#### TASK DIRECTIONS
Copy all the entries below exactly, but not the pictures.

#### EXTRACTED ENTRIES
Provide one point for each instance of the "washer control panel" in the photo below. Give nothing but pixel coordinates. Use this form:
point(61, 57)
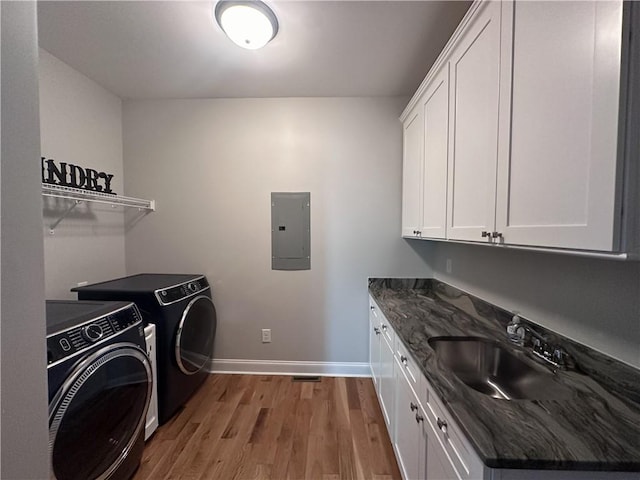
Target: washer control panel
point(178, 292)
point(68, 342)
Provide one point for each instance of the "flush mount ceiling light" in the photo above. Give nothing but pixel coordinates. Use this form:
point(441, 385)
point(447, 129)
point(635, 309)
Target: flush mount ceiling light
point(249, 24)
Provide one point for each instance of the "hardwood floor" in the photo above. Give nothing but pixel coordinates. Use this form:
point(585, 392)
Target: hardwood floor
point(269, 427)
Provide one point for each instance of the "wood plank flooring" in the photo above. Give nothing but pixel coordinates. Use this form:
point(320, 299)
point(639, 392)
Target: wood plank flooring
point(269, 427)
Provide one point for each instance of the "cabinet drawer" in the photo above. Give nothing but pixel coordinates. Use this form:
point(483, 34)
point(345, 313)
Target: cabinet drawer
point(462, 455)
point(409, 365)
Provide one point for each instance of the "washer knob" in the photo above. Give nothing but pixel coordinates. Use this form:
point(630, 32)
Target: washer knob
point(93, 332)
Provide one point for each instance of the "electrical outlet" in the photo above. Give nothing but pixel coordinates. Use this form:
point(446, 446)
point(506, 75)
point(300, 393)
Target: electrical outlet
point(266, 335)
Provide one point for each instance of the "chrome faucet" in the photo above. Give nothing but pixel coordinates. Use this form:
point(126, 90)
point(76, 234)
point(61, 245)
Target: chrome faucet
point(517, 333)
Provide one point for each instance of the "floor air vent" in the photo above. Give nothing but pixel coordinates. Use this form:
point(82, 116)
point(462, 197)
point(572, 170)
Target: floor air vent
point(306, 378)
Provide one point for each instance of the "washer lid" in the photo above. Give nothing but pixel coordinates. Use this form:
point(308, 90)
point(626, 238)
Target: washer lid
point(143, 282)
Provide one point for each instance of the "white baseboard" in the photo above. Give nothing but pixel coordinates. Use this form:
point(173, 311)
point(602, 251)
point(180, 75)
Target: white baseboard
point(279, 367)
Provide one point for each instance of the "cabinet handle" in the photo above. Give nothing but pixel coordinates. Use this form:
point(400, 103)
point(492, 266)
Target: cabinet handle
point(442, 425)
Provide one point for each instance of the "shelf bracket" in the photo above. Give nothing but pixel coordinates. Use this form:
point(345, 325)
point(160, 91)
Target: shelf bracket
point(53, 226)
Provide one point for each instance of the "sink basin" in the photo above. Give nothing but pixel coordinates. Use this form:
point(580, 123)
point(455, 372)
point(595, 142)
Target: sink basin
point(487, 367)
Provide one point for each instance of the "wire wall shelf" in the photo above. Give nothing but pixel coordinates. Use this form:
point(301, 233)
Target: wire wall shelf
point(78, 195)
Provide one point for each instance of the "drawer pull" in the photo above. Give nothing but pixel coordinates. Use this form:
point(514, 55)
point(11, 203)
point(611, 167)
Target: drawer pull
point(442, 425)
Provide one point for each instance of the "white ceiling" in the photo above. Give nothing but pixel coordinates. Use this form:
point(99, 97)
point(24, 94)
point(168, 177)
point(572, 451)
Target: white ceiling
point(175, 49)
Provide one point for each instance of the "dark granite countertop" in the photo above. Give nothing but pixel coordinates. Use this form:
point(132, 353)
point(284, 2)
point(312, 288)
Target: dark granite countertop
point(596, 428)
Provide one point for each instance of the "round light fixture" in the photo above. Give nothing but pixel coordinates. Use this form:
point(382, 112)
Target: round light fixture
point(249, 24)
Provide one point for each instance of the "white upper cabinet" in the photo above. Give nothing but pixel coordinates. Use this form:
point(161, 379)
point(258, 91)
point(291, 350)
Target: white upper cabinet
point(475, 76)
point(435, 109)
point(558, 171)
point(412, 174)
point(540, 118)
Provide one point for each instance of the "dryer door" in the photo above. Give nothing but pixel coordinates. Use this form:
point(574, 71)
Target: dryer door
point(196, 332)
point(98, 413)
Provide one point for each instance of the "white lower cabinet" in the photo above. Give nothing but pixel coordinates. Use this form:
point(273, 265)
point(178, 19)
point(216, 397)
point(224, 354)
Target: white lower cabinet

#### ANSWER FOR THE TASK
Provide one point for each instance of the "washer control panel" in the photo below. Give nothing but pixel coordinates. Use this form:
point(61, 57)
Target: washer control panel
point(178, 292)
point(68, 342)
Provide one point for each instance of the "flush mount ceiling light" in the photo above. Give nothing but pixel coordinates. Use this form:
point(441, 385)
point(447, 129)
point(635, 309)
Target: flush mount ceiling light
point(249, 24)
Provide one point for each instance of the "hardwood floor" in the photo above. Give nothing but pixel coordinates. Use this form:
point(585, 392)
Target: hardwood floor
point(269, 427)
Provide one point for each instance of the "wood plank flooring" in the photo above. Give nothing but pixel coordinates. Use this form:
point(320, 299)
point(639, 392)
Target: wood plank flooring
point(269, 427)
Provide one point for each instance of the "cabinet drawer" in the photo above. Give nothing but pixel coordinates. Use this form:
point(483, 34)
point(345, 313)
Target: cabinet drawer
point(462, 455)
point(409, 365)
Provide one point for each instance of the "washer knob" in the photo above. Give nothing but pixel coordinates. Use this form:
point(630, 32)
Target: washer knob
point(93, 332)
Provide one point for each instance of the "electrical outlet" in the photo above. Give nothing but pixel coordinates. Use this form:
point(446, 446)
point(506, 75)
point(300, 393)
Target: electrical outlet
point(266, 335)
Provide one point for each instance of the "chrome faucet" in the photo above. Give nothing but pixel coordinates. Use this form:
point(126, 90)
point(76, 234)
point(61, 245)
Target: chrome faucet
point(517, 333)
Provide one point for each instance of the "floor air vent" in the photo above. Give nothing but pixel coordinates. Use this form:
point(82, 116)
point(462, 197)
point(572, 170)
Target: floor air vent
point(306, 378)
Provide one point for each instance of the "washer lid" in the photo above. Give nothing but pixel coordinates. Use this form:
point(308, 90)
point(626, 238)
Target: washer lid
point(143, 282)
Provide one point for each instance of the "white baseboard" in the photo above. Give nothing but pixel coordinates. Use this form:
point(173, 311)
point(602, 251)
point(180, 75)
Target: white baseboard
point(279, 367)
Provide one point for each instance of the "cabinet handle" in the photo above. Give nothing but pixel coordinates. Use this form:
point(400, 103)
point(492, 266)
Target: cabinet handle
point(442, 425)
Provide one point for each instance of the "shelf bracket" in the photo above. Give nothing but pixel coordinates. Use this form:
point(345, 325)
point(160, 91)
Target: shelf bracket
point(53, 226)
Provide one point for each instance of the "sink basin" in the photo above. Give nothing but pixel coordinates. Use this form:
point(580, 123)
point(455, 372)
point(595, 142)
Target: sink basin
point(487, 367)
Provide one point for each instance of the "wire wall shelf" in the photo above. Give nothing but pixel coordinates. Use this form:
point(301, 233)
Target: wire wall shelf
point(78, 195)
Provide one point for each instance of the "drawer pull" in the photo above. Give nothing but pixel coordinates. Use this form:
point(514, 55)
point(11, 203)
point(611, 167)
Target: drawer pull
point(442, 425)
Provide one point for each instance of the "white ceiling" in the photo above. Give nothing but pixel coordinates. Use this form:
point(99, 97)
point(24, 94)
point(168, 177)
point(572, 451)
Target: white ceiling
point(175, 49)
Provide one point for each instance of the "dark granite countertop" in the photo above. Give nothing but pixel coordinates. Use this form:
point(132, 353)
point(284, 2)
point(312, 288)
Target: dark granite countertop
point(596, 428)
Provide one point for each instance of the "round light fixture" in the photo above. Give nothing but pixel coordinates. Use this form:
point(382, 112)
Target: round light fixture
point(249, 24)
Provide one point for each instance of the "white upper cabinet" in the photo above. Give nothing but pixel coordinates. Use this form:
point(161, 379)
point(258, 91)
point(291, 350)
Target: white upper cabinet
point(475, 76)
point(435, 109)
point(558, 171)
point(412, 174)
point(540, 118)
Provide one point for each instance of the "dryer door" in the photo above. Give nothing but pixel coordinates. Use this form:
point(574, 71)
Target: dryer door
point(196, 332)
point(98, 413)
Provide one point for each instance of the "white lower cabinet" in the photo above. Give nothing but pixel coordinates. Use this form:
point(273, 265)
point(178, 19)
point(216, 397)
point(224, 354)
Target: white lower cabinet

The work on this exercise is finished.